EXERCISE INSTRUCTIONS: Each line that follows is to be retyped exactly.

╭─ INPUT MATERIAL

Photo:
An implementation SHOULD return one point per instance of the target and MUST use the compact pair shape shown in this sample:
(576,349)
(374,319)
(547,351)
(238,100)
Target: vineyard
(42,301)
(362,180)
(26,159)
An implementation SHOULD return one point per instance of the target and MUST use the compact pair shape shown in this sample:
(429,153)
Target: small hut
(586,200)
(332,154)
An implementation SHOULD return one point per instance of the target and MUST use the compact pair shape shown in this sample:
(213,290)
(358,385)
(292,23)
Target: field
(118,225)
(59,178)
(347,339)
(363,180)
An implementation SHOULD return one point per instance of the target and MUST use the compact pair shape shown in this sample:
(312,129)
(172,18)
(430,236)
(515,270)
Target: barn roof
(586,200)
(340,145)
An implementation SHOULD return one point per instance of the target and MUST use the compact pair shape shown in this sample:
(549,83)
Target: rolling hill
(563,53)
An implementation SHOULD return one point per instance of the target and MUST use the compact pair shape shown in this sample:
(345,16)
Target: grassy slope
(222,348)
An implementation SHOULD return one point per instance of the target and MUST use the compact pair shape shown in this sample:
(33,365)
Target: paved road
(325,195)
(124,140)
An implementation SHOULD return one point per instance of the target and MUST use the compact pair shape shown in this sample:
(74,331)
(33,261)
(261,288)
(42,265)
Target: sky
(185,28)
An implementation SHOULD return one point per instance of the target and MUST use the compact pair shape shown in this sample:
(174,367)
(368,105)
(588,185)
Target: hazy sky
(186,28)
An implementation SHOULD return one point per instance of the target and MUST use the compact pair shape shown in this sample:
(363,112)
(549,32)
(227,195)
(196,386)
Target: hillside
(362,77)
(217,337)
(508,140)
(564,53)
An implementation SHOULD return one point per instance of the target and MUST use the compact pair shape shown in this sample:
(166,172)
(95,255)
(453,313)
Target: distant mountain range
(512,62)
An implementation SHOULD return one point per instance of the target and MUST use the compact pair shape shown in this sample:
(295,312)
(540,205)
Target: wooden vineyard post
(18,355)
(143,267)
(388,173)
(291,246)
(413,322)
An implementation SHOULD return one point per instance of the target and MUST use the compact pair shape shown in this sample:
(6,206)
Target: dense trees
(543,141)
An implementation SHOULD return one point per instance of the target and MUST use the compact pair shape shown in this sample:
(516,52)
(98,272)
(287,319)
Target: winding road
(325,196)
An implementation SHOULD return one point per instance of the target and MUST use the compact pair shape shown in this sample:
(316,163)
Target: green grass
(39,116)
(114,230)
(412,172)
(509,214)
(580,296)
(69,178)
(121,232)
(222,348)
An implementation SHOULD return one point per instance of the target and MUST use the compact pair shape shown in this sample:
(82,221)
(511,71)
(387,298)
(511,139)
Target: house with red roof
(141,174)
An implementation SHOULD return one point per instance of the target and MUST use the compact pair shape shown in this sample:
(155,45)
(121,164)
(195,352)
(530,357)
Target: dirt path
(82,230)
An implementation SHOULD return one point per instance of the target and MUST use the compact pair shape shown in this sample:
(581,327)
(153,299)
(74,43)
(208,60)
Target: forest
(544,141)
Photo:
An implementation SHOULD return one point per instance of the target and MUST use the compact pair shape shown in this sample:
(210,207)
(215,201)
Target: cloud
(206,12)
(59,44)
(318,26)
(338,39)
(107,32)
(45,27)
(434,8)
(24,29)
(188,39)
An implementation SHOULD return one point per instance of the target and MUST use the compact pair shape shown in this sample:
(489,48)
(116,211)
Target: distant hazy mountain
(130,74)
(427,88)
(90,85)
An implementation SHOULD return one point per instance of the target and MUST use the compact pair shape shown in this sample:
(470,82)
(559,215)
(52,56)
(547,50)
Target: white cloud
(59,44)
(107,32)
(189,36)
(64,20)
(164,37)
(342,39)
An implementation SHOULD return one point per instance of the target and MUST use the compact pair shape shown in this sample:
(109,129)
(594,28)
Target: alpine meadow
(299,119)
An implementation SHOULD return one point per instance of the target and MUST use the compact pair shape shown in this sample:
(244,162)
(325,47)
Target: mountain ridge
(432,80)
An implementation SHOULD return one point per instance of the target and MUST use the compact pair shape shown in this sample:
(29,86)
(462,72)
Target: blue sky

╰─

SOLUTION FOR THIS EXERCISE:
Photo:
An implementation SHOULD return one point per instance of the target and MUST use the compact pair shape shown in this sample:
(576,349)
(374,319)
(547,351)
(238,100)
Target: vineyard
(42,301)
(362,180)
(26,159)
An implementation SHOULD return one point per instance of the target and MUST use the compact pair shape shown in this sample:
(429,153)
Target: small hut
(586,200)
(332,154)
An implementation SHOULD return one point per instance of the target and MUST use the compact pair shape shown in this sample:
(213,290)
(358,385)
(292,23)
Target: field
(118,225)
(59,178)
(347,339)
(363,180)
An implementation SHOULD return one point per instance of the target and MUST use the compact pair shape shown in this sample:
(312,129)
(172,18)
(430,236)
(515,270)
Target: barn roof
(586,200)
(340,145)
An implementation SHOULD return one point per instance of the target and MUST use the compact pair shape shown in this sample:
(549,83)
Target: rolling hill
(563,53)
An implementation SHOULD return one point per instance of the target and MUST use the compact pair shape shown in this sample:
(345,16)
Target: grassy slope
(222,348)
An implementation SHOULD return one point per instance of the target and MUST use the compact pair shape shown in this sample:
(33,365)
Target: paved road
(325,195)
(124,140)
An implementation SHOULD return one point per instance of the target and MUST use the compact pair shape shown in this sample:
(74,331)
(33,261)
(261,288)
(42,265)
Target: sky
(185,28)
An implementation SHOULD return one point per instance of the target and MUST use the compact pair shape shown in this sample:
(174,367)
(368,105)
(588,185)
Target: hazy sky
(186,28)
An implementation SHOULD return one point per instance of the target and MUST use the compact pair shape shown in this sample:
(363,112)
(549,32)
(227,195)
(196,386)
Target: hillside
(362,77)
(217,337)
(508,140)
(564,53)
An implementation SHOULD return one point per instance of the target and MUST use the compact pair shape shown in this sample:
(166,172)
(95,255)
(453,313)
Target: distant mountain range
(512,62)
An implementation SHOULD return one point per instance of the target and MUST use the compact pair shape shown in this sample:
(295,312)
(540,205)
Target: wooden vineyard post
(18,355)
(143,267)
(388,173)
(291,246)
(413,322)
An implementation SHOULD return one point per instance of the target and MUST use the compact pair shape shown in this sample:
(6,206)
Target: dense trees
(543,141)
An implementation SHOULD return one point per instance of the target and MUST use the compact pair shape shown in this sample:
(516,52)
(98,272)
(287,319)
Target: winding road
(325,196)
An implementation SHOULD return one point per instance of the target and MUST use the compact pair shape shown in this sample:
(316,163)
Target: green grass
(39,116)
(114,230)
(412,172)
(509,214)
(580,296)
(69,178)
(121,232)
(222,348)
An implementation SHOULD return one point per instance of the target and MUST use the compact pair shape shown in this sample:
(82,221)
(511,71)
(387,298)
(511,139)
Target: house with red roof
(141,174)
An implementation SHOULD return one point per instance of the target and MUST use the compact pair shape shown in this sample:
(155,45)
(121,164)
(195,352)
(530,357)
Target: dirt path
(82,230)
An implementation SHOULD return one point per instance of the target and MUST use the compact pair shape shown in this sample:
(581,327)
(153,299)
(74,43)
(208,60)
Target: forest
(544,141)
Photo:
An implementation SHOULD return one point per instance of the target and MUST use the compact pair shape shown in this sample:
(210,207)
(215,201)
Target: cloud
(206,12)
(59,44)
(318,26)
(338,39)
(107,32)
(45,27)
(434,8)
(24,29)
(188,39)
An implementation SHOULD return one point per instance of the target and MUST use the compact pair shape shown in this sample:
(489,48)
(116,211)
Target: distant hazy mountain
(130,74)
(427,88)
(90,85)
An implementation SHOULD return one point per instance of the target and MUST use the compact pair shape shown in this sample:
(470,82)
(559,215)
(52,56)
(547,50)
Target: white cloud
(59,44)
(107,32)
(189,36)
(64,20)
(164,37)
(342,39)
An implementation SHOULD return one point per instance of the target and MUST use the compact pair shape shown in this sample:
(109,129)
(594,28)
Target: alpine meadow
(299,119)
An implementation SHOULD return one point per instance of the target and MUST use the compact pair shape shown in this sample:
(244,162)
(325,47)
Target: mountain ridge
(432,80)
An implementation SHOULD return one point per instance of the target and MUST use the compact pair shape shown in this sample:
(29,86)
(462,72)
Target: blue sky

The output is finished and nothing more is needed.